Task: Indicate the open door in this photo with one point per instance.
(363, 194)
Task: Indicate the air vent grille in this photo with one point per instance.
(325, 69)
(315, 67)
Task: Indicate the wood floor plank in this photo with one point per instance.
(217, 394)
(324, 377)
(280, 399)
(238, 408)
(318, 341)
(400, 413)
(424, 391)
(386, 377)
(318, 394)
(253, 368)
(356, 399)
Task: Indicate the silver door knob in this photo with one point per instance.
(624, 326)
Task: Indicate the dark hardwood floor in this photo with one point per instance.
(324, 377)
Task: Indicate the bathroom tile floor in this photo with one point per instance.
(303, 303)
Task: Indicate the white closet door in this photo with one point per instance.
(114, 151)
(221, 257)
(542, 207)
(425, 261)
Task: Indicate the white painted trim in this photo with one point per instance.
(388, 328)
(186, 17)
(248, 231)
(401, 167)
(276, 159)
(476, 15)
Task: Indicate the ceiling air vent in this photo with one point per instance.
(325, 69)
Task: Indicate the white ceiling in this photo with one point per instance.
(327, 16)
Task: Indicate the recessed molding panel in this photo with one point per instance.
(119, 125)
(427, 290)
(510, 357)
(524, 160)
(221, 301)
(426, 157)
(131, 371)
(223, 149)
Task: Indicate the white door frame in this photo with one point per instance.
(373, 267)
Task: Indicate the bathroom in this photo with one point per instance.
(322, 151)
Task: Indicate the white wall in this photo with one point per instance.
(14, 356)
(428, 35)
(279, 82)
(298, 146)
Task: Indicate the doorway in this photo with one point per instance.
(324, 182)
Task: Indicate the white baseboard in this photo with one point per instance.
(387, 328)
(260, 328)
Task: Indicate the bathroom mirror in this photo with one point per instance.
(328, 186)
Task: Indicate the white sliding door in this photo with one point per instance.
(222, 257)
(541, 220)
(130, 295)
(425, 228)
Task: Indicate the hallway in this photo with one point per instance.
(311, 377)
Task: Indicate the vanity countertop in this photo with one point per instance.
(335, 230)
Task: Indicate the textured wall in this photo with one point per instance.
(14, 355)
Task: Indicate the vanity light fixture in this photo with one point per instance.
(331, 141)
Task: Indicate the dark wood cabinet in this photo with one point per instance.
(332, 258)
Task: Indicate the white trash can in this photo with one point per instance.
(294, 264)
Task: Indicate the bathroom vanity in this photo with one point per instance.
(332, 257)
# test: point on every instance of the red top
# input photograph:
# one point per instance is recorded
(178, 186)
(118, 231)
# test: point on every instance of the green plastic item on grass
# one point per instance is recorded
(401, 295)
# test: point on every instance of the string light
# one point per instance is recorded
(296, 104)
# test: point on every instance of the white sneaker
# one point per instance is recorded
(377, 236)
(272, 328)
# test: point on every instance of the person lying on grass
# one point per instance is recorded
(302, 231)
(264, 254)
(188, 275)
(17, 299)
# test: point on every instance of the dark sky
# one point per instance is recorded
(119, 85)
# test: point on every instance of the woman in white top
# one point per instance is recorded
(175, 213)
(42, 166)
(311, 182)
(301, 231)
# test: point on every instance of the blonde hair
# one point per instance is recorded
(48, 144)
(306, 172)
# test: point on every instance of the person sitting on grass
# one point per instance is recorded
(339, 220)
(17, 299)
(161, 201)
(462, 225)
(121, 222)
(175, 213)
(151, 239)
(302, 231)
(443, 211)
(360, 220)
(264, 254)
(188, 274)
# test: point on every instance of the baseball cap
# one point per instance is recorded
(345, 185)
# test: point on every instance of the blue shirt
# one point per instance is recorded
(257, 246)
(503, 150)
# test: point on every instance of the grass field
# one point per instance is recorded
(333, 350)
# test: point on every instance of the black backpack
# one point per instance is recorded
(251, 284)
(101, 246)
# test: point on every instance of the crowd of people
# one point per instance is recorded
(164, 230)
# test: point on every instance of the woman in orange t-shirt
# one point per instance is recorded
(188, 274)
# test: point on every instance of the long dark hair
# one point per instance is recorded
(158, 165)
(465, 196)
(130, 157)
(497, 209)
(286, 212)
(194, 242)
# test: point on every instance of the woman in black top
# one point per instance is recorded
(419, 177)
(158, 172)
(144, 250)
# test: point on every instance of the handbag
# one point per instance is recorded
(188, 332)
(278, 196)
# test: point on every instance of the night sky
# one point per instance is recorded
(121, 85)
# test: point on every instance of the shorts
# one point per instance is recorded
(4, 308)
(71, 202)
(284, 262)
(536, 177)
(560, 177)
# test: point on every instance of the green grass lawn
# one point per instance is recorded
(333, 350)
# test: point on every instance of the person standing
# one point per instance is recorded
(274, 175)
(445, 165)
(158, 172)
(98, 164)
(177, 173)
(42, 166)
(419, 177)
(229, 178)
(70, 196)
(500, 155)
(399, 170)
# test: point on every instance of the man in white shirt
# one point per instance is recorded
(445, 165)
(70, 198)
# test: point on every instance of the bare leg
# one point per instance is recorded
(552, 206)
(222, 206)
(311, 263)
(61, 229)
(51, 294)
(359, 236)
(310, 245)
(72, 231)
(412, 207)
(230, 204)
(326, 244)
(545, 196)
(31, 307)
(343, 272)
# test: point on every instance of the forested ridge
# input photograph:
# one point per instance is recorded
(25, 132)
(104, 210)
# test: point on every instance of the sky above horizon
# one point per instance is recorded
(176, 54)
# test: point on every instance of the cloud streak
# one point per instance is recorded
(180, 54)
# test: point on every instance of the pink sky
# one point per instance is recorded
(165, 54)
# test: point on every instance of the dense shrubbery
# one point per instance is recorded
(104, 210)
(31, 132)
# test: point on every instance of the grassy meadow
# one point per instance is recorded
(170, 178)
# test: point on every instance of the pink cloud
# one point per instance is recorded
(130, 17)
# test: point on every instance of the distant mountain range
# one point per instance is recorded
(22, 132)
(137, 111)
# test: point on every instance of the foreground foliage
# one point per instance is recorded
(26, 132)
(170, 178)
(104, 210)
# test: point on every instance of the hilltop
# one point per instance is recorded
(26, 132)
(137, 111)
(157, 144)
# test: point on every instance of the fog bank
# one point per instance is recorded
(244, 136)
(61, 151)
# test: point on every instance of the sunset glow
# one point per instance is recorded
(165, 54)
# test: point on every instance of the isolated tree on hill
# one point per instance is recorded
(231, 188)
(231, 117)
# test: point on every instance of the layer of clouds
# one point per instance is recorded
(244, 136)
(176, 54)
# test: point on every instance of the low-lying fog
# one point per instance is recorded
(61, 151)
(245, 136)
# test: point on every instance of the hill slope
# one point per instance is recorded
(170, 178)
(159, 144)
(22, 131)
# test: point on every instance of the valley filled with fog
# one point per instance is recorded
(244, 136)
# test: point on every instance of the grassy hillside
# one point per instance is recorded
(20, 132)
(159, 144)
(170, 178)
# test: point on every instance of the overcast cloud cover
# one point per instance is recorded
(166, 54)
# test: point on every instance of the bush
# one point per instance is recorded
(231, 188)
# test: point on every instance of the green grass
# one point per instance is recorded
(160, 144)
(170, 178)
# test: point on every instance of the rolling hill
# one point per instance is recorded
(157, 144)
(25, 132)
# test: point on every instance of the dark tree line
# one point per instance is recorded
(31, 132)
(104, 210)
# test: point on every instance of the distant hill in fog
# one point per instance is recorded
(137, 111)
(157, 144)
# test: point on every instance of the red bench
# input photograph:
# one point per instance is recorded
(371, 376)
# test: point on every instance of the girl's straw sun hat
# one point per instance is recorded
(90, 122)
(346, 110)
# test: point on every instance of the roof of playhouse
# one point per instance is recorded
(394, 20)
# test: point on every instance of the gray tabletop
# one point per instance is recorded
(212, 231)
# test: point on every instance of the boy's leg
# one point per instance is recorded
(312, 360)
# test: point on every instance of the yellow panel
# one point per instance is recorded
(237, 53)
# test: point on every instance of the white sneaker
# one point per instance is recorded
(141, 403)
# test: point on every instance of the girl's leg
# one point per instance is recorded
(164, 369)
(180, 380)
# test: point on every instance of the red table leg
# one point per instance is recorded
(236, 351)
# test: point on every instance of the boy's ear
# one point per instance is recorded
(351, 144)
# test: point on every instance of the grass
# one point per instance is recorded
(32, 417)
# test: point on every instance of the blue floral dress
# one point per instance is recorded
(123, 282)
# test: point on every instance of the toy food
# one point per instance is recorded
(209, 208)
★ ★ ★ ★
*Exercise objective:* Above is a listing; print exactly its lines from the one with "# test: point on every instance of the overcast" through the one with "# test: point on every instance of the red table", and no other lines.

*Worked solution:*
# test: point on every instance of the overcast cloud cover
# one point per instance is recorded
(166, 54)
# test: point on every instance of the bush
# one point per instance is recorded
(231, 188)
# test: point on every instance of the green grass
# one point per instance is recorded
(160, 144)
(170, 178)
# test: point on every instance of the rolling hill
# one point per instance is recorded
(157, 144)
(25, 132)
# test: point on every instance of the dark tree line
# one point per instance is recorded
(31, 132)
(104, 210)
# test: point on every instance of the distant hill in fog
# one point per instance is recorded
(137, 111)
(157, 144)
# test: point on every instance of the red bench
# input photograph:
# one point per instance is recorded
(371, 376)
# test: point on every instance of the girl's straw sun hat
# one point per instance is recorded
(90, 122)
(346, 110)
# test: point on every instance of the roof of playhouse
# one point per instance is recorded
(394, 20)
# test: point on every instance of the gray tabletop
# one point per instance is recorded
(212, 231)
# test: point on every instance of the boy's leg
# one point per instance is recorded
(312, 360)
# test: point on every instance of the yellow panel
# one point per instance is recorded
(237, 53)
# test: point on every instance of the white sneaker
# one point per instance is recorded
(141, 403)
# test: point on every instance of the girl's leg
# one point per instance is recorded
(164, 369)
(180, 380)
# test: point on every instance of the red table leg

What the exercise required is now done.